## 原文抜粋

--------------------------------------------------

Archive for » 5月 24th, 2010«

 国産材の利用拡大による木材自給率の向上を狙った「公共建築物木材利用促進法」が、修正を経て5月19日に成立した。建築材料としての利用を促すために国が規制の緩和・撤廃を検討することなどを、新たに盛り込んだ。また、当初のターゲットだった低層の公共建築物だけでなく、住宅や工作物、製品の原料やエネルギーへの利用にも支援対象を拡大した。

 修正を加えて成立した同法では、建築基準法などの規制について、木材の耐火性能に関する研究成果や建築の専門家の意見、海外での規制の状況などを踏まえて検討し、国が規制緩和や撤廃などに必要な法制上の措置などを講じることとした。また、木材利用の促進に関する取り組みや研究、技術開発、人材育成などへの支援を努力義務とした。公共建築物への木材利用の促進に関して実効性を担保するために、農林水産大臣と国土交通大臣が利用目標などを定めた「基本方針」について、毎年1回の実施状況の公表を義務付けた。

--------------------------------------------------

## 抽出データ項目
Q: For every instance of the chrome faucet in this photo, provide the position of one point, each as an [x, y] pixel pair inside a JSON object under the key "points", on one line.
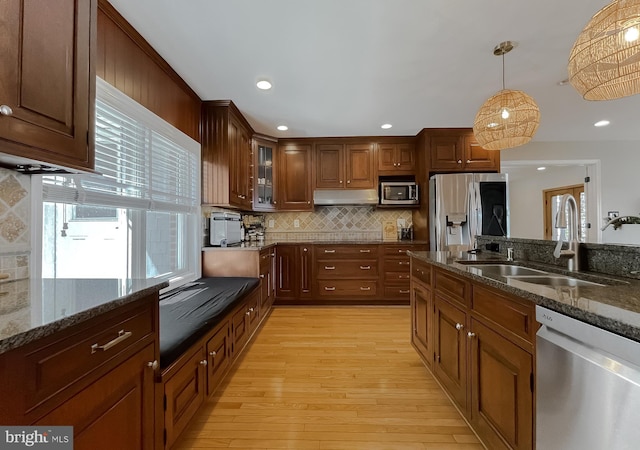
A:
{"points": [[572, 253]]}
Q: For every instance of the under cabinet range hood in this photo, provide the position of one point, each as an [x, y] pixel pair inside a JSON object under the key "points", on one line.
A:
{"points": [[330, 197]]}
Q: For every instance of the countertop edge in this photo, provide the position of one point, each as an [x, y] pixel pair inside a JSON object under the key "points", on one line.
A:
{"points": [[606, 323], [21, 339]]}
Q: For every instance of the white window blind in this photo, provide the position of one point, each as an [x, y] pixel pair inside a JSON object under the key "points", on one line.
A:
{"points": [[143, 163], [140, 212]]}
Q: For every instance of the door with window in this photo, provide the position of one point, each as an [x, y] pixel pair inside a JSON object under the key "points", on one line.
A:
{"points": [[551, 206]]}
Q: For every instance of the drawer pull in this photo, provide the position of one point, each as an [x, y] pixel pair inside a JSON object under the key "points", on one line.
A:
{"points": [[122, 336]]}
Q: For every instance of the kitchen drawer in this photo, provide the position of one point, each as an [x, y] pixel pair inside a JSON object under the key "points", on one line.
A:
{"points": [[421, 271], [341, 269], [54, 366], [347, 288], [395, 250], [397, 291], [346, 251], [397, 265], [396, 277], [515, 317], [451, 286]]}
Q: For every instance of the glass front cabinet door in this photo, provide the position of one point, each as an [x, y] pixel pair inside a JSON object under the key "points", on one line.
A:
{"points": [[264, 190]]}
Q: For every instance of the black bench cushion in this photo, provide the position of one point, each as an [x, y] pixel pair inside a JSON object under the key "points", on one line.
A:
{"points": [[188, 312]]}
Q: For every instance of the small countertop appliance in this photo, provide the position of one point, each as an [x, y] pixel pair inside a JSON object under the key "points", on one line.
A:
{"points": [[225, 229]]}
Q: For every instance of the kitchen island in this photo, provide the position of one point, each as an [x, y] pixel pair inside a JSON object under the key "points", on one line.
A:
{"points": [[474, 326]]}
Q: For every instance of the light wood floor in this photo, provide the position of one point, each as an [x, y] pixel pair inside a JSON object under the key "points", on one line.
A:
{"points": [[329, 379]]}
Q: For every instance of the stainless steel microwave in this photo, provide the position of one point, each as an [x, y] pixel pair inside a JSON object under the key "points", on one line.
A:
{"points": [[399, 193]]}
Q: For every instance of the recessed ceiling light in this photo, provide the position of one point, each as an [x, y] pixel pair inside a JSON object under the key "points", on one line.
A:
{"points": [[264, 85]]}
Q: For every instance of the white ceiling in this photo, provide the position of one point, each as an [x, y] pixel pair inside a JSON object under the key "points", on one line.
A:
{"points": [[344, 67]]}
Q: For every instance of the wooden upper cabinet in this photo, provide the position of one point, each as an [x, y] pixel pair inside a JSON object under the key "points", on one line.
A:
{"points": [[396, 159], [330, 166], [227, 159], [360, 166], [456, 150], [345, 166], [294, 192], [264, 174], [48, 81]]}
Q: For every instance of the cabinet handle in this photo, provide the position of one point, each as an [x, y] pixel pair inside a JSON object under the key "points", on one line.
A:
{"points": [[122, 336], [6, 110]]}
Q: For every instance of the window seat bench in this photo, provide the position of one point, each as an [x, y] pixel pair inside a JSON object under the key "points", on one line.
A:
{"points": [[204, 326]]}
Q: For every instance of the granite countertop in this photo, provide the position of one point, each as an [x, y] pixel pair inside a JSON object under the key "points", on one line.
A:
{"points": [[614, 307], [258, 245], [31, 310]]}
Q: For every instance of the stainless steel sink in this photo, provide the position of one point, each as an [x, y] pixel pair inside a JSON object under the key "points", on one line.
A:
{"points": [[554, 280], [504, 270]]}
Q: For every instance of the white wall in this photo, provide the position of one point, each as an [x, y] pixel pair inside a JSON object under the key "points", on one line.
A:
{"points": [[620, 166]]}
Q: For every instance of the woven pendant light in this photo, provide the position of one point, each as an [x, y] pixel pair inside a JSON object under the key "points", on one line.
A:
{"points": [[508, 119], [604, 63]]}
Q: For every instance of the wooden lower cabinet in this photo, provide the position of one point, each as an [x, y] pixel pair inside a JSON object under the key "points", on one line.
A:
{"points": [[184, 392], [483, 348], [119, 405], [421, 311], [502, 390], [450, 346]]}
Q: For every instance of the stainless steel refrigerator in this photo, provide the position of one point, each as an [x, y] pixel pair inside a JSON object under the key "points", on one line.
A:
{"points": [[464, 205]]}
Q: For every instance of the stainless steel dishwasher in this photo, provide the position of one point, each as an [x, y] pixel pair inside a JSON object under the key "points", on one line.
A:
{"points": [[587, 387]]}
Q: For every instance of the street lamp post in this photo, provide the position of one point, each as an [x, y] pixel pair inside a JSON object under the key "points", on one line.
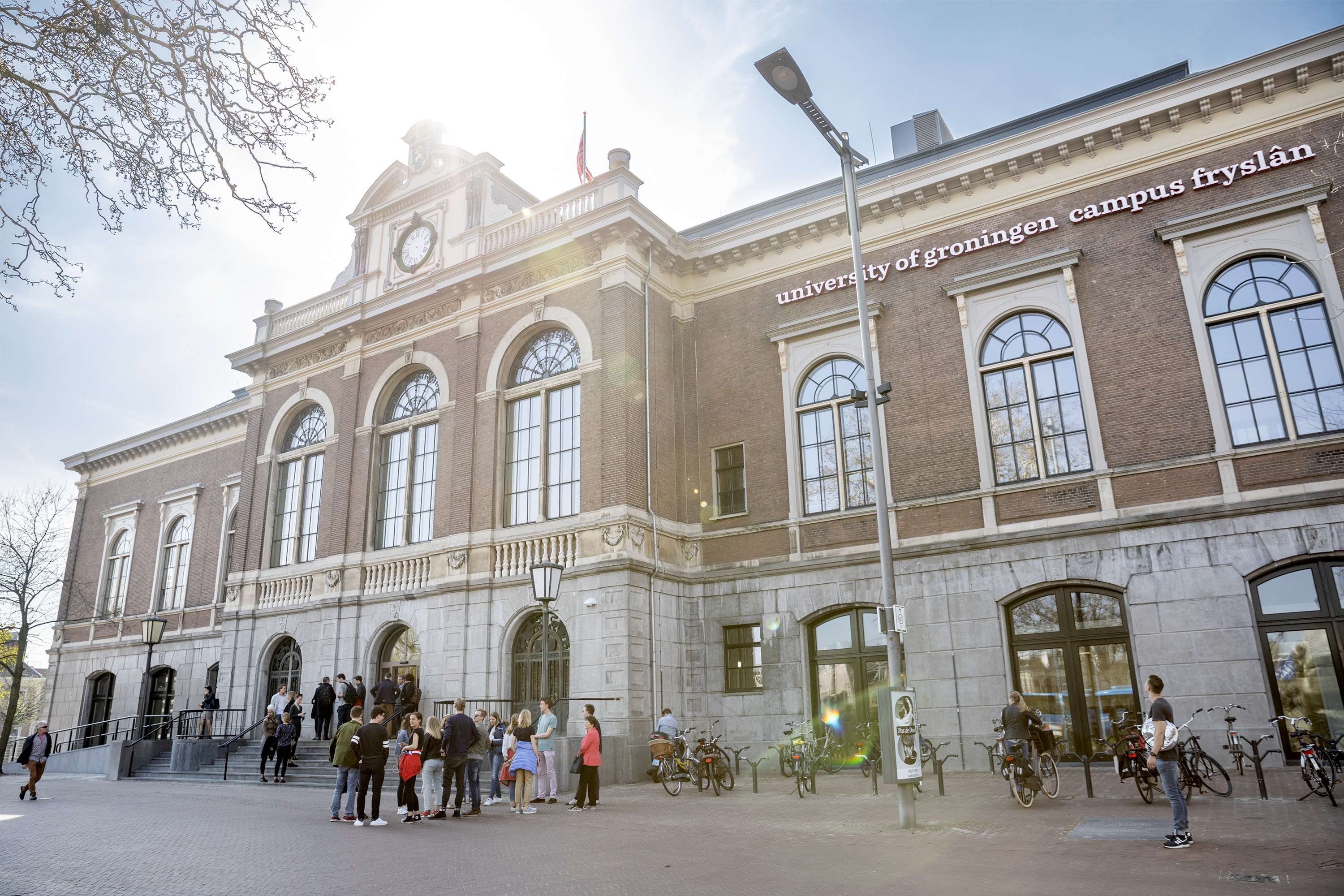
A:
{"points": [[783, 73], [151, 633], [546, 587]]}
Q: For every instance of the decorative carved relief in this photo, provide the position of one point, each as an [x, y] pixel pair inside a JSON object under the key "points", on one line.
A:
{"points": [[542, 275], [405, 324], [316, 357]]}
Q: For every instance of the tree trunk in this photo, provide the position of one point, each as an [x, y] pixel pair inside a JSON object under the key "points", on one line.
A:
{"points": [[15, 685]]}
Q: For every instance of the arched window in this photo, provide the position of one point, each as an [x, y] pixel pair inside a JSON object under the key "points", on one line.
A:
{"points": [[119, 570], [1300, 616], [849, 665], [1072, 663], [287, 664], [409, 454], [172, 590], [1276, 358], [299, 488], [543, 424], [831, 453], [1033, 400]]}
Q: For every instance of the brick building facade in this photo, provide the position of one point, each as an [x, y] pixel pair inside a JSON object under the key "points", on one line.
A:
{"points": [[1084, 492]]}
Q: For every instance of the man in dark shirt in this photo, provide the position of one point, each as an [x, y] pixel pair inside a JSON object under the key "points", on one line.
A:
{"points": [[371, 746], [1164, 762], [459, 735]]}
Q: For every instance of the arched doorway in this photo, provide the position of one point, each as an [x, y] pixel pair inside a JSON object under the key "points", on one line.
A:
{"points": [[527, 667], [849, 665], [400, 656], [287, 664], [1072, 663], [100, 708], [162, 684]]}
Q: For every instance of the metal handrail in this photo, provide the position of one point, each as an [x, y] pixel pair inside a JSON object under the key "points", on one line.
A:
{"points": [[68, 743]]}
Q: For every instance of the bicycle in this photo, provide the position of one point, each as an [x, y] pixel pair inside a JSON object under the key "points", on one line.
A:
{"points": [[1202, 770], [1319, 781], [1234, 741]]}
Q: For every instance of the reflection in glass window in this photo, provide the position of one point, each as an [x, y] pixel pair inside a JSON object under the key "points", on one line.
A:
{"points": [[828, 456], [1037, 616], [1033, 401], [1261, 308]]}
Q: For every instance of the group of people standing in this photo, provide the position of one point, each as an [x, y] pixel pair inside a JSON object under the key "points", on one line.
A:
{"points": [[443, 753]]}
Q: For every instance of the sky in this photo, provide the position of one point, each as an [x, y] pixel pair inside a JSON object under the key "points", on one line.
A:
{"points": [[143, 340]]}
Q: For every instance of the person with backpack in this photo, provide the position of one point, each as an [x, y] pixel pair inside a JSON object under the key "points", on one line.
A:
{"points": [[347, 765], [324, 704]]}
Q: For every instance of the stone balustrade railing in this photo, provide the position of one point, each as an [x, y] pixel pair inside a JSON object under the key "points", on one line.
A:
{"points": [[539, 220], [396, 575], [280, 593], [517, 558], [311, 314]]}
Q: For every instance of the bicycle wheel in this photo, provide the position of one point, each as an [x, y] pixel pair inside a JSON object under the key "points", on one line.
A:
{"points": [[1049, 775], [666, 774], [1213, 775], [1142, 781]]}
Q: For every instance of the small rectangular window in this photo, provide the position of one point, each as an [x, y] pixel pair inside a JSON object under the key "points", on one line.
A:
{"points": [[742, 659], [730, 480]]}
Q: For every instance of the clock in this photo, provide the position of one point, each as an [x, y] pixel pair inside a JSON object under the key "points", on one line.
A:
{"points": [[414, 246]]}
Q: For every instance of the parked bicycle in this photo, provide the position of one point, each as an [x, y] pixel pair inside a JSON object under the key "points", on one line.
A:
{"points": [[1320, 780]]}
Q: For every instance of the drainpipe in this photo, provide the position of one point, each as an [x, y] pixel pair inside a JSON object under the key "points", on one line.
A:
{"points": [[648, 495]]}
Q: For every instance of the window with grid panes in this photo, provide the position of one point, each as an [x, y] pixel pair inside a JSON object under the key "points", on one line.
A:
{"points": [[542, 432], [299, 488], [408, 462], [1277, 365], [730, 482], [1033, 401], [742, 659]]}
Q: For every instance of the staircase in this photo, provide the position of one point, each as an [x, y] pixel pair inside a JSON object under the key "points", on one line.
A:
{"points": [[314, 769]]}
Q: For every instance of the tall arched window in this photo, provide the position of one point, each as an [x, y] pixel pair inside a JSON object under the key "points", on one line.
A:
{"points": [[1033, 400], [119, 570], [409, 453], [299, 488], [831, 453], [172, 589], [543, 421], [1277, 365]]}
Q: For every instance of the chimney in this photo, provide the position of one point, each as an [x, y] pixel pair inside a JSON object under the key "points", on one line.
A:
{"points": [[924, 131]]}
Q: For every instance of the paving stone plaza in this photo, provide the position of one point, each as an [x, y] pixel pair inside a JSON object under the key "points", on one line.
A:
{"points": [[199, 839]]}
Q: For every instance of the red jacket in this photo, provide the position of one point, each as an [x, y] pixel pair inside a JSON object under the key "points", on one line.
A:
{"points": [[589, 749]]}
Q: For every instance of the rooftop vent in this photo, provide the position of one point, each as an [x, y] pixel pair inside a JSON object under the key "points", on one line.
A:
{"points": [[924, 131]]}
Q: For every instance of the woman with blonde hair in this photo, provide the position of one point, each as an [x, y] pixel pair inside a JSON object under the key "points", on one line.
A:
{"points": [[432, 773], [523, 766]]}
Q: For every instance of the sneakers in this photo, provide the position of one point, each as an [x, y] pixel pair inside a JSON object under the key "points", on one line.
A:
{"points": [[1178, 841]]}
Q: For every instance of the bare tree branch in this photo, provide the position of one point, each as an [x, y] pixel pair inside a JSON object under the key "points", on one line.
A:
{"points": [[146, 103]]}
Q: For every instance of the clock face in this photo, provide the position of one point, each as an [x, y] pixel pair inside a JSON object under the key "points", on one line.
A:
{"points": [[416, 246]]}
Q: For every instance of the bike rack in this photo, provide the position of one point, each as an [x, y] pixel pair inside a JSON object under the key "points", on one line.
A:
{"points": [[1088, 761], [1257, 759]]}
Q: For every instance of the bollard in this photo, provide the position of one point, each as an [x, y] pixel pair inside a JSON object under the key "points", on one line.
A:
{"points": [[1257, 758]]}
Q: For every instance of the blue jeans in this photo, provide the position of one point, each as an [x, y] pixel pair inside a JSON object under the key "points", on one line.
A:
{"points": [[347, 782], [496, 763], [474, 781], [1170, 773]]}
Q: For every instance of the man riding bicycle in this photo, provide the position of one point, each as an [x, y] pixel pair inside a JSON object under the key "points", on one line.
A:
{"points": [[1018, 718]]}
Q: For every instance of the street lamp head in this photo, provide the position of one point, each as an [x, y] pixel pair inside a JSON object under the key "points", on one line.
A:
{"points": [[783, 73], [152, 630], [546, 581]]}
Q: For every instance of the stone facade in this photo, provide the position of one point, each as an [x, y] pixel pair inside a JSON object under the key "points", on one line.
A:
{"points": [[1170, 515]]}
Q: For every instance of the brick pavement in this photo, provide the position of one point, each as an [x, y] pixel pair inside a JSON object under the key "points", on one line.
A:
{"points": [[155, 837]]}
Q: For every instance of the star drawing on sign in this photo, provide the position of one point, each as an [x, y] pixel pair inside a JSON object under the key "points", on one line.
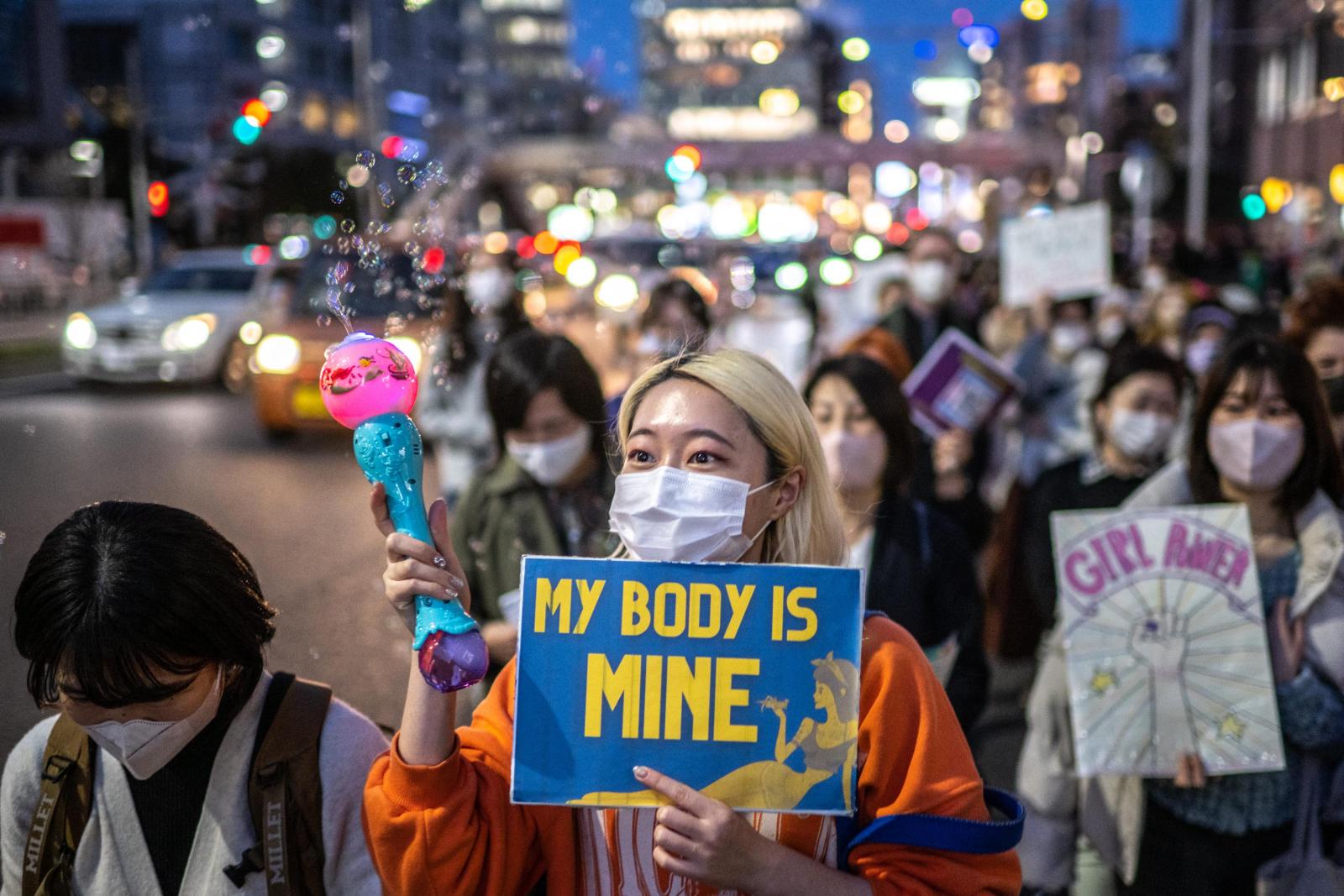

--------------------------------------------------

## 作業指示
1. 木材利用促進法の記事から、「修正を加えて成立した同法では」から「実施状況の公表を義務付けた。」までの部分を、一字も変えずに引用してください。
2. レコードの中から、「with」という語を含む行をすべて抜き出してください。

## 解答
1.
修正を加えて成立した同法では、建築基準法などの規制について、木材の耐火性能に関する研究成果や建築の専門家の意見、海外での規制の状況などを踏まえて検討し、国が規制緩和や撤廃などに必要な法制上の措置などを講じることとした。また、木材利用の促進に関する取り組みや研究、技術開発、人材育成などへの支援を努力義務とした。公共建築物への木材利用の促進に関して実効性を担保するために、農林水産大臣と国土交通大臣が利用目標などを定めた「基本方針」について、毎年1回の実施状況の公表を義務付けた。

2.
Q: For every instance of the door with window in this photo, provide the position of one point, each as an [x, y] pixel pair inside a JSON object under the key "points", on one line.
Q: For every instance of the person with backpack in this photo, provide the position of one point, each as an [x, y] pixel pair inside a JSON object under the key "points", on one line.
Q: For every instance of the window with grid panes in this photo, provide the position of one point, each as an [x, y] pixel pair inside a JSON object under the key "points", on one line.
Q: For every instance of the woman with blonde hair in this photo, provide the position of one point, each as an [x, y] pixel pair inside a JSON object under the key "points", on one line.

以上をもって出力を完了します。